What is asked
Each record needs to be echoed exactly; can you do that?

········

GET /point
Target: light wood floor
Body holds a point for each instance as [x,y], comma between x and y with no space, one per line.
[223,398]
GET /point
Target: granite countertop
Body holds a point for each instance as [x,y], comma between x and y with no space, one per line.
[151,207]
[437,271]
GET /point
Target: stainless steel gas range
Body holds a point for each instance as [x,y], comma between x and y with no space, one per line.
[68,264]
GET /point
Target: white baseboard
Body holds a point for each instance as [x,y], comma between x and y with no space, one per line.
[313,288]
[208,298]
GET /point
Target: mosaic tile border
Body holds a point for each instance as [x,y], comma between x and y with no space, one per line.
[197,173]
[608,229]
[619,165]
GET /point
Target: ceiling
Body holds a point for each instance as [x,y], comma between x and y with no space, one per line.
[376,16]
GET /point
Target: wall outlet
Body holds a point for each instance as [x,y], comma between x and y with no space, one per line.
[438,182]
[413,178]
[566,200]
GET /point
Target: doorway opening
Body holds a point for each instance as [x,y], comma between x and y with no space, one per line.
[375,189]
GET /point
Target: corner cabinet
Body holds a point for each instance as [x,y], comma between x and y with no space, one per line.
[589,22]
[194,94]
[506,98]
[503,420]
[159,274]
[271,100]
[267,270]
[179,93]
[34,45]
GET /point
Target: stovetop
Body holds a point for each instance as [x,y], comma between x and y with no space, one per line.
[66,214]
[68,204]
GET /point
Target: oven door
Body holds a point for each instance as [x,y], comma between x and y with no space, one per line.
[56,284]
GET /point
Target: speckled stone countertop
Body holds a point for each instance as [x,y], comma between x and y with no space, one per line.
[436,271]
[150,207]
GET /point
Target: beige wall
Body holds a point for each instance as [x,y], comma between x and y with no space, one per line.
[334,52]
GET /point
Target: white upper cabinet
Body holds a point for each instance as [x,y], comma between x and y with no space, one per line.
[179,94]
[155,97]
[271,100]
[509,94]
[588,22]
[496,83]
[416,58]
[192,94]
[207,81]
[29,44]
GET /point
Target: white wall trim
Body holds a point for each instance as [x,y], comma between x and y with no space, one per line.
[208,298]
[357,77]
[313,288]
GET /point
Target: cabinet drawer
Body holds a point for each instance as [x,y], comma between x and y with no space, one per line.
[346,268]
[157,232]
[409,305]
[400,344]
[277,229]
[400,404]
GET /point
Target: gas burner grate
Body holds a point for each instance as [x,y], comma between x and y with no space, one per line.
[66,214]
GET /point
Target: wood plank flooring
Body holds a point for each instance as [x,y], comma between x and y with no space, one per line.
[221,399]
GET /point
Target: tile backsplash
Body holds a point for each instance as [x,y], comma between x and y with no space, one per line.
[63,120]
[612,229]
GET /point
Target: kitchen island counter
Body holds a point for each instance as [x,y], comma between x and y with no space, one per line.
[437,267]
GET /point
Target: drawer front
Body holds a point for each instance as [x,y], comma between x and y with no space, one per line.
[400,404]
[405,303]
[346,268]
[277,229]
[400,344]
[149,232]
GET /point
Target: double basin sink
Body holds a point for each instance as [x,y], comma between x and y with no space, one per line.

········

Output of the exercise
GET /point
Target: light wood floor
Body holds a point for each instance as [x,y], comma between x and y with no space, one per line.
[223,398]
GET /point
Target: granite countertop
Body holds a point for each instance as [x,y], comma between x and y with no space, one per line.
[151,207]
[437,271]
GET /point
Target: stainless steel gas range
Body holds a point for each instance as [x,y], comma between x and y with no space, one per line.
[68,264]
GET /point
Target: white baseboard
Body holds a point for each instance as [x,y], comma between x and y with no space, one per line.
[313,288]
[208,298]
GET /point
Target: mosaic tile border
Body holds a point for each instance as [x,y], comma between x and y with no space, one per line.
[197,173]
[608,229]
[619,165]
GET /point
Target: ceiling
Body holds a point for each instance as [x,y], comma between x and y with no space, one per line.
[376,16]
GET /point
Target: wall outlet
Body holds a point for each instance as [x,y], comma between x and y with no space, one per line.
[438,182]
[413,178]
[566,200]
GET /point
Target: doorway opening
Body holds a point for each instance as [x,y], comma between x and y with no space, one per line.
[375,189]
GET /point
Target: corner cabinet
Body holds a point for each instance as [x,y], comma between x and y with no space, one per line.
[589,22]
[194,94]
[506,98]
[503,420]
[159,274]
[271,100]
[267,270]
[179,93]
[34,45]
GET /point
Target: stovetop
Body holds a point for each instance as [x,y], comma between x and y with no space, one per line.
[66,214]
[68,204]
GET /point
Target: oven door
Body holds a point for each instance as [x,y], comma between x and y with no space, one per line.
[56,284]
GET /point
Target: speckled stone countertop
Body holds a point for each instance as [x,y], comma between x and y with no space, one per line.
[436,271]
[150,207]
GET /point
Target: beige wall
Body holds a point for each instance as [x,y], comma between x and y with no space, one per line.
[334,52]
GET /point
Target: white upper cabinet
Body holds a point for each instance as [x,y], comma between x and y with no space, one per line.
[179,94]
[155,97]
[271,100]
[509,94]
[588,22]
[496,83]
[416,58]
[192,94]
[207,81]
[29,44]
GET /point
Target: white wall trim
Body holds a point for each instance as [x,y], comma between x and y with no space, one per line.
[208,298]
[357,77]
[313,288]
GET /point
Target: cabinet drawer
Body holds a point for each instance as [x,y], comma between x and y with no space, one per line.
[346,268]
[157,232]
[409,305]
[400,344]
[277,229]
[400,404]
GET /point
Target: gas burner grate
Body holds a point for each instance as [x,y], comma between x and y with no space, one per line.
[66,214]
GET /point
Target: wood plank flooring
Body holds a point for each instance as [x,y], comma between x and y with no space, one per line.
[221,399]
GET /point
Target: tile backsplash
Body holds a point for each instance as [x,y], comma between x and y with no space, one per line.
[63,120]
[612,229]
GET /point
Target: kitchen island counter
Body holds a point for each instance as [x,y], comma between x and y with no space, one per line.
[437,267]
GET /point
Target: drawer front
Body holds a point for each instance as [x,y], comma between x and y with no space, one per line.
[400,404]
[405,303]
[346,268]
[277,229]
[400,344]
[149,232]
GET /point
Target: double basin sink
Body holds a point for each instance as [x,y], comma between x and y with no space, one per line.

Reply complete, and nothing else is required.